- **What needs to be done**: Reproduce every line of the listing below word for word, keeping each line in its original order.

* begin Provided entries *

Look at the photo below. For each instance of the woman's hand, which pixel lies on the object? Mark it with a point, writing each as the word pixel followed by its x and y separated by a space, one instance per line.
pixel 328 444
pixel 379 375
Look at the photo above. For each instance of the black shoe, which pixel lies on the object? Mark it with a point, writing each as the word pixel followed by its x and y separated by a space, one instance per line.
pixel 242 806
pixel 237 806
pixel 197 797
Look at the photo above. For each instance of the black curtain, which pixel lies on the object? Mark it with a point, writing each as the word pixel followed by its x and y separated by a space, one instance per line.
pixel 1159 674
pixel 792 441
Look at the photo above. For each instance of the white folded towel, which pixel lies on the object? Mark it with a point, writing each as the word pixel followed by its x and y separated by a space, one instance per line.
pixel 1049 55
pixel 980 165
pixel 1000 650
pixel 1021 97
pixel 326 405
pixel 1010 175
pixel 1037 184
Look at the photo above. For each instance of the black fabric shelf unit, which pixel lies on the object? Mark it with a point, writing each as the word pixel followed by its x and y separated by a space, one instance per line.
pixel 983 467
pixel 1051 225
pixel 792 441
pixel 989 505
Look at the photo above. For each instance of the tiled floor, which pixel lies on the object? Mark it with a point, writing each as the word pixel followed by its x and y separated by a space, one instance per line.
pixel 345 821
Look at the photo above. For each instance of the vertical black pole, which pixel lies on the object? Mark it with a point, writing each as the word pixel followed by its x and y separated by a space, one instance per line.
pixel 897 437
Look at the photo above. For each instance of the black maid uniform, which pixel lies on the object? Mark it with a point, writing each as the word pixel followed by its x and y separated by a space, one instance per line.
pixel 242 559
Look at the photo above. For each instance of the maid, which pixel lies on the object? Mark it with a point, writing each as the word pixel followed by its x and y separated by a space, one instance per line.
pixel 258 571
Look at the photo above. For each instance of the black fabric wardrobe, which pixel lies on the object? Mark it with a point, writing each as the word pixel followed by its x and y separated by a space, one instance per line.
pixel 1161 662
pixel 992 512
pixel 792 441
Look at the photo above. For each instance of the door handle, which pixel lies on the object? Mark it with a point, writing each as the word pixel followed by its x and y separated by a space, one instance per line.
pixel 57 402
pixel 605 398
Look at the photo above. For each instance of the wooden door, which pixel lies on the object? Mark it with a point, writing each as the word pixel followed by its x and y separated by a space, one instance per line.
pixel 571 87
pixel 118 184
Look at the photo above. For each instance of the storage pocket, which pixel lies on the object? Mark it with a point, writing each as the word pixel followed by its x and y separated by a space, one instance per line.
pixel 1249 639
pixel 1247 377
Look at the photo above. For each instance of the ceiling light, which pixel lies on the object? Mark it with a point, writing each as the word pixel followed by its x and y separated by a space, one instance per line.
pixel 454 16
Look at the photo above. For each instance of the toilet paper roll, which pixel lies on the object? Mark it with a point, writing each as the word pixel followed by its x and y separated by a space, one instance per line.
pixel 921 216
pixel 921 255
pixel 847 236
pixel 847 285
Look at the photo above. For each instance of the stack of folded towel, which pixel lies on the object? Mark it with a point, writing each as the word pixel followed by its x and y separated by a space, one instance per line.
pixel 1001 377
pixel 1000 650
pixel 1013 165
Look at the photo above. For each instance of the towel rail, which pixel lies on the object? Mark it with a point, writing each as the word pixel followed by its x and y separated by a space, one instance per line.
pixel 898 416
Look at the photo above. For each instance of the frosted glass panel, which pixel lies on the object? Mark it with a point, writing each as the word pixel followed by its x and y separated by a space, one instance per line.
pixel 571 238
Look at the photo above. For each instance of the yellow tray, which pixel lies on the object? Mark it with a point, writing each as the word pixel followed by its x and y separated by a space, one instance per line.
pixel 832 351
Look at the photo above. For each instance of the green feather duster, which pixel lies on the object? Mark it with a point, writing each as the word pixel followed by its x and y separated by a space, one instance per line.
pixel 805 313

* end Provided entries *

- **Result of the task**:
Look at the photo below. For each instance of the woman's hand, which pixel lies on the object? Mark it with a point, writing each as the word pixel followed by its x and y separated by a space, one instance per line.
pixel 328 444
pixel 379 375
Look at the photo above. For each instance of the black shoe, which pixel lies on the object? Mark it with a point, writing each as the word pixel followed by its x and y separated by a space, one instance per line.
pixel 242 806
pixel 237 806
pixel 197 797
Look at the photo above. For each instance of the black curtain, which pixel lies on the object? Mark it with a point, writing each as the word pixel followed by its x and y separated by a space, one instance per line.
pixel 1159 674
pixel 792 441
Look at the photo above. For each instance of the white folded towel, which pixel lies on the object? Mark it with a point, writing each as the word pixel followed by its x and y separated by a space, one instance per line.
pixel 1049 55
pixel 980 165
pixel 1000 650
pixel 1021 97
pixel 326 405
pixel 1010 175
pixel 1037 184
Look at the photo above. For each instance of the black fabric shelf unit, which pixel lies on the object? Mark it with a point, writing each as the word pixel followed by its x and y separated by a space, one instance per line.
pixel 983 467
pixel 1051 225
pixel 792 441
pixel 989 505
Look at the photo above. For each instance of the tiled floor, which pixel lies on the object? Mark it with a point, writing each as the word pixel followed by its x and y separated by a space, one instance per line.
pixel 345 821
Look at the photo above. For each instance of the vertical black pole, which pixel lies on the object? Mark it with a point, writing each as the word pixel followed by its x and y separated by a space, one instance per line.
pixel 897 437
Look at the photo above. For each instance of the black maid uniform, which pixel lies on the object? Mark it with a point, writing each as the word pixel followed by its x and y separated by a space, one instance per line.
pixel 242 559
Look at the photo above. For each instance of the maid, which pixel lies on the object? Mark it with a point, writing each as the word pixel followed by its x and y separated by a space, one instance per line.
pixel 258 571
Look at the photo above. For each instance of the black fabric wardrobe, which pixel lies on the object? Mark it with a point, writing each as the word pixel followed by its x and y separated by a space, one instance per line.
pixel 1161 662
pixel 992 512
pixel 792 441
Look at the photo above. For each instance of the door handle, which pixel lies on the object? Mark it with a point, writing each as the word pixel followed by its x and y separated by a space, one instance per line.
pixel 57 402
pixel 605 398
Look at the photo above. For each instance of the wooden door, which pixel lies on the object? Mark it with a point, writing each as the word pixel followed by its x and y separated by a space, one instance per line.
pixel 571 87
pixel 118 184
Look at the photo above. For each instance of the storage pocket, which pixel lies on the object? Mark it with a point, writing each as the word pixel followed by its x and y separated by a space, one instance per line.
pixel 1249 639
pixel 1247 377
Look at the photo above. For each instance of the ceiling light, which pixel lies on the object? Mark it with a point, writing each as the word pixel followed by its x and y separated by a space, one instance per line.
pixel 454 16
Look at the photo above. For each instance of the toilet paper roll, which pixel lies on the object? Mark it with a point, writing each as the word pixel followed by its x and y separated by a space, one instance per line.
pixel 921 216
pixel 921 255
pixel 847 236
pixel 847 285
Look at the photo above. For each instance of the stack of folded towel, which pixel lies on the object? Mark it with a point, writing each as the word pixel followed by its x and y separated by a space, one instance per line.
pixel 1001 377
pixel 1000 650
pixel 1013 165
Look at the photo above. For each instance of the towel rail, which pixel lies on the object? Mark it with a point, writing each as the word pixel followed by its x and y separated by a space, one instance per line.
pixel 898 416
Look at the photo above. For each instance of the frosted glass panel, which pixel lies on the object? Mark it with a point, writing each as the word pixel followed by its x and y separated by a space, one instance per line.
pixel 571 238
Look at the photo above. For each instance of the yellow tray, which pixel lies on the object? Mark it with a point, writing each as the word pixel followed by its x and y separated by a space, one instance per line.
pixel 832 351
Look at the photo above. For each instance of the green feather duster, which pixel lies on the object? Mark it with a point, writing each as the word pixel followed by its x and y separated by a space, one instance per line.
pixel 805 313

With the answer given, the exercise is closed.